Work instructions>
a. Answer these questions from the article on Minister of Finance v Van Heerden:
(i) On what date was the case decided?
(ii) Which justice wrote the majority judgment?
(iii) Against what did Frik van Heerden bring his constitutional challenge?
b. Carry on the article on Minister of Finance v Van Heerden from its last sentence.

Excerpted passage>
- Court: Constitutional Court of South Africa
- Full case name: Minister of Finance and Another v Frederik Van Heerden
- Decided: 29 July 2004
- Docket nos.: CCT 63/03
- Citations: [2004] ZACC 3; 2004 (6) SA 121 (CC); 2004 (11) BCLR 1125 (CC); [2004] 12 BLLR 1181 (CC)

Case history
- Appealed from: Van Heerden v Speaker of Parliament and Others (7067/01, 12 June 2003, unreported) in the High Court of South Africa, Cape of Good Hope Division

Court membership
- Judges sitting: Chaskalson CJ, Langa DCJ, Madala J, Mokgoro J, Moseneke J, Ngcobo J, O’Regan J, Sachs J, Skweyiya J, van der Westhuizen J and Yacoob J

Case opinions
- Provided that they conform with section 9(2) of the Constitution, affirmative action measures do not constitute unfair discrimination. (Unanimous.) Rule 4.2.1 of the Political Office-Bearers Pension Fund is a protected measure under section 9(2). (8:3.)
- Decision by: Moseneke J (Chaskalson, Langa, Madala, O'Regan, Sachs, van der Westhuizen and Yacoob concurring);
- Concurrence: Sachs J
- Concur/dissent: Mokgoro J (Sachs and Skweyiya concurring); Ngcobo J (Sachs concurring);

= Minister of Finance v Van Heerden =

South African legal case

Minister of Finance and Another v Van Heerden is a landmark decision of the Constitutional Court of South Africa on the constitutionality of affirmative action. Delivered in July 2004, it marked the court's first application of the affirmative action clause in section 9(2) of the Bill of Rights. In a majority judgment written by Justice Dikgang Moseneke, the court held that section 9(2) precludes claims of unfair discrimination against any affirmative action measures pursued in conformance with that provision.

The case arose from a constitutional challenge brought by politician Frik van Heerden against the government pension scheme for political office-bearers. The Cape High Court had found that the rules of the pension scheme discriminated unfairly against politicians who held office during apartheid, but the Constitutional Court unanimously rejected this argument. Writing for the eight-judge majority, Moseneke held that the pension scheme rules constituted a form of affirmative action under section 9(2) and therefore were not required to meet the stricter standard of scrutiny applied in unfair discrimination disputes. The three-judge minority, while agreeing with Moseneke's general interpretation of section 9(2), held that the relevant rules were not protected under section 9(2); however, they also found that the rules did not constitute unfair discrimination.

Available data>
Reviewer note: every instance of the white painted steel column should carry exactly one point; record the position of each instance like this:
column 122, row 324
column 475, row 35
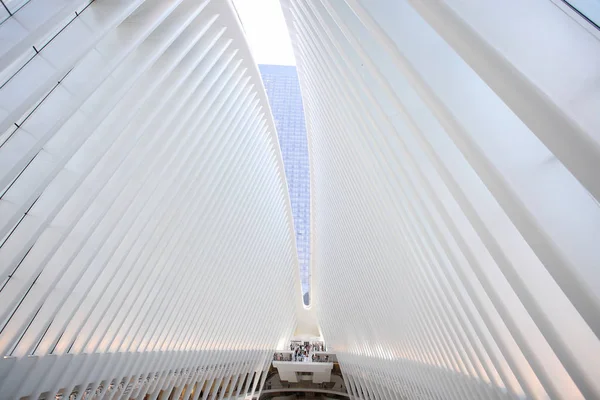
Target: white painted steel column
column 454, row 148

Results by task>
a.
(i) 29 July 2004.
(ii) Justice Dikgang Moseneke.
(iii) The government pension scheme for political office-bearers.

b.
== Background ==
The plaintiff, Frik van Heerden, represented the National Party in the Parliament of South Africa from 1987 until 1999, first as a member of the apartheid-era House of Assembly and then, after the 1994 general election, as a member of the non-racial National Assembly. The case concerned pension fund arrangements applying to South African politicians who, like van Heerden, held political office both before and after the post-apartheid transition.

In the run-up to the election, van Heerden had joined the Closed Pension Fund. This fund was established during the negotiations to end apartheid to assuage the anxieties of members of the apartheid Parliament; it was fully funded and catered exclusively to individuals who held political office before the 1994 election. Meanwhile, in late 1998, the first post-apartheid government legislated the new Political Office-Bearers Pension Fund, which would govern political pensions henceforth but which would also have retrospective effect from the date of the 1994 election.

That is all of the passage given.